MATERIAL TO PROCESS -
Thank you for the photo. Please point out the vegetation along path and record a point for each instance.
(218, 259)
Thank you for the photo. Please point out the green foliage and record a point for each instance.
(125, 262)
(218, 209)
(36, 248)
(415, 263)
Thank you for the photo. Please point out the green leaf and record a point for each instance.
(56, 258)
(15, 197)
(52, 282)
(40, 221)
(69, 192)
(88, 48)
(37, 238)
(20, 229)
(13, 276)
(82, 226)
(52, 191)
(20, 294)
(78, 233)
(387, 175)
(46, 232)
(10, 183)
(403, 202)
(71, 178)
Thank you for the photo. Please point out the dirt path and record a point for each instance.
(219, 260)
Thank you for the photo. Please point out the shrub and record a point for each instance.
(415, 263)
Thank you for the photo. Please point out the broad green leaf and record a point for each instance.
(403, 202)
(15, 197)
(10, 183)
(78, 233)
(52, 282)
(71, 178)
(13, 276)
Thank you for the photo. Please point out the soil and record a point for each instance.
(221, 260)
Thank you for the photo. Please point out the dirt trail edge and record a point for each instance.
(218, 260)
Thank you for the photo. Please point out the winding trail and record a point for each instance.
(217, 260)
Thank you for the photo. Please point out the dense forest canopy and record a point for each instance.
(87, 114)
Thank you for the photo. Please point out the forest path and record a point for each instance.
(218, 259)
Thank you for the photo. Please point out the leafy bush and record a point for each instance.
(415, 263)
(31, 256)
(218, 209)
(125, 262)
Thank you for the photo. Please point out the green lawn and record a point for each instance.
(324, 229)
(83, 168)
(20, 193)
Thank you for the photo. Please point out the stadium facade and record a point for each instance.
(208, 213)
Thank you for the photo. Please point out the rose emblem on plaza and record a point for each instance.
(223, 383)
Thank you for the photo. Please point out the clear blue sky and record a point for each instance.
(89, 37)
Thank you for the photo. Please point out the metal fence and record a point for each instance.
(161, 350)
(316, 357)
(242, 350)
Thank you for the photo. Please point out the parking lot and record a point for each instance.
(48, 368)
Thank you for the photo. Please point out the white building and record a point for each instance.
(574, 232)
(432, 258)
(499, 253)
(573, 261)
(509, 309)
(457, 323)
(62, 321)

WORK INSTRUCTION -
Word for word, the whole listing should be given again.

WRITTEN ANSWER -
Thank you for the photo. Please point out the vegetation along path and record a point for each instance.
(218, 259)
Thank you for the photo. Please point out the green foliage and record a point for each instance.
(125, 262)
(218, 209)
(36, 248)
(415, 263)
Thank you for the photo. Please point out the green leaf and record a point for each instance.
(56, 258)
(15, 197)
(52, 282)
(40, 221)
(69, 192)
(88, 48)
(37, 238)
(20, 229)
(13, 276)
(82, 226)
(52, 191)
(20, 294)
(78, 233)
(387, 175)
(46, 232)
(10, 183)
(403, 202)
(71, 178)
Thank you for the photo. Please point out the dirt path and record a point for each instance.
(219, 260)
Thank you for the photo. Please point out the shrub and record a point for each instance.
(415, 263)
Thank you for the photo. Please point out the broad green leaf and record a point for each instance.
(403, 202)
(15, 197)
(10, 183)
(78, 233)
(52, 282)
(71, 178)
(13, 276)
Thank you for the photo. Please point out the soil and record a point for each instance.
(221, 260)
Thank you for the photo. Please point out the dirt trail edge and record a point for each instance.
(218, 260)
Thank you for the photo. Please point out the winding trail and record a point for each instance.
(217, 260)
Thank you for the photo. Please point out the dense forest canopy and record a point for each instance.
(87, 114)
Thank you for the photo. Please point out the forest path and record a point for each instance.
(218, 259)
Thank you for the photo. Please point out the leafy bush and record a point for each instance.
(415, 263)
(31, 256)
(218, 209)
(125, 262)
Thank you for the photo. Please point out the green lawn and record a point for each instance.
(324, 229)
(83, 168)
(20, 193)
Thank you for the photo. Please point out the stadium facade and record a point for each instance.
(208, 213)
Thank you for the photo. Please point out the rose emblem on plaza and record a point for each instance.
(223, 383)
Thank you for the photo. Please point out the clear blue sky and record a point for each instance.
(89, 37)
Thank you for the photo. Please point out the metal fence and record a point for each instance.
(161, 350)
(316, 357)
(242, 350)
Thank you for the photo. Please point out the parking lot and record a point for each instance.
(48, 368)
Thank you for the photo. Please point out the white building and record a point for each instance.
(574, 232)
(432, 258)
(499, 253)
(573, 261)
(509, 309)
(457, 323)
(62, 321)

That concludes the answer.